• Extracted material
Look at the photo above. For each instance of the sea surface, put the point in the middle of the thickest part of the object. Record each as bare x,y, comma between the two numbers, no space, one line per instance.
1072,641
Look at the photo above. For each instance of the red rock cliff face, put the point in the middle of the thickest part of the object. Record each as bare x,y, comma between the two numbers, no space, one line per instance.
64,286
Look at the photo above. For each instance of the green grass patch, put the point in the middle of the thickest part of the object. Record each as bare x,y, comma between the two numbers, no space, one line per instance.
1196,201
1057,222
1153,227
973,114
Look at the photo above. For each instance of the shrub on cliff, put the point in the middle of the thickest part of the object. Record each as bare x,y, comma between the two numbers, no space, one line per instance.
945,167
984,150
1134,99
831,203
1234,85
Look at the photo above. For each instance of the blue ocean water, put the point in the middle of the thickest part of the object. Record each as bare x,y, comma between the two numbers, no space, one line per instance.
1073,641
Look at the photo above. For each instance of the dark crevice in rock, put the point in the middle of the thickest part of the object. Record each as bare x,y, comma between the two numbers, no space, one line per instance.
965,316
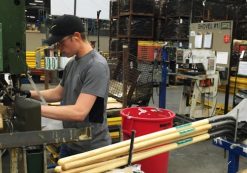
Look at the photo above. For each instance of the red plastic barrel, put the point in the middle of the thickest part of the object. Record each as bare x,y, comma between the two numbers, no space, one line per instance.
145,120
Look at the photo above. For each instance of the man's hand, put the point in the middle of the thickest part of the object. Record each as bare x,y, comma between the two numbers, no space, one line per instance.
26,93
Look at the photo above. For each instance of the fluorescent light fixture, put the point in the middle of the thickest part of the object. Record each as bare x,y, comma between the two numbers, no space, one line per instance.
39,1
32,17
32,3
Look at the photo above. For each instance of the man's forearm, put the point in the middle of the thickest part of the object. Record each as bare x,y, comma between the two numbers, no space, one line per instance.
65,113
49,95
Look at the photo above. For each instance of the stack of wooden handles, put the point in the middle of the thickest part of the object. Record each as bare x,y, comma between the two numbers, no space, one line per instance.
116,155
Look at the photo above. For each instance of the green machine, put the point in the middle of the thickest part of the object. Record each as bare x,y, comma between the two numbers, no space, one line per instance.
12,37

• Required work
Give the records back verbatim, pictures excluded.

• Response
Look at the photo above. For each instance of the sea surface, put the point in the middle of the thickest part of the object. Record each as bare x,y, comma between the two numbers, no space, one line per instance.
1072,641
Look at the photo above. For each instance of the red rock cliff face, put the point in the middle of the thickest part of the object. Record each as bare x,y, comma between the two numbers, no space, one line per instance.
64,286
Look at the photo above. For each instance of the green grass patch, put the point in the middle of the thickest part of the object. Record each as bare x,y, comma between the two numbers, no space, one line per instance.
1196,201
1057,222
1153,227
973,114
Look at the photo above. For each instance of the shrub on cliff, put the point in the middle of the thickest part of the object. Record each as bare x,y, comma between the two numbers, no space, one line per instance.
945,167
984,150
1134,99
831,203
1234,85
Look at the photo above. For each instance of the blue ocean water, put the point in the middle of the thickest part of the object. Record each as bare x,y, comma between the two numbers, no space, one line per instance.
1073,641
Look at the photo above. For each instance of the dark crevice in rock, put the point in the middle of the thickest part of the object. Record each as bare x,y, comma between the two numbers, no space, one line per instance.
965,316
Look at the photo above. For each instance of the red plastic barrel, put the point in the middle of the thickest part of the object. Record each as bare x,y, comma between the two numbers, no space, one line per instance.
145,120
Look at the photo above. For each instance of the man's hand, put the point in the middle of the thickest part of the object. Record each as bare x,y, comma between the two numbers, no space, one line per instance.
26,93
Look at the photo above. For each instance of the fluorescent light fixture, put the point in the middle of the thickest part of the object. Record each as bare x,y, comma between the two numbers, no space, one line per instance.
39,1
32,17
32,3
Look at the photo above. For each instance of the man's forearm, put the point in the middle of the thickest part of the object. Record each as bare x,y, comma between the two numbers, no space, one line per instance.
65,113
49,95
Look at the photo above. For each instance of the stack of wooden handles, put the point in the middle of the thickest part of the object. Record each as bare x,y, comma between the two numbers, no space, one line per instance.
116,155
Look at the photo above. For each instance of the green machine, put the point in the middle of the thickest part of the object. Record each as bare x,y, comma between the two numbers, no space, one line per instance.
12,37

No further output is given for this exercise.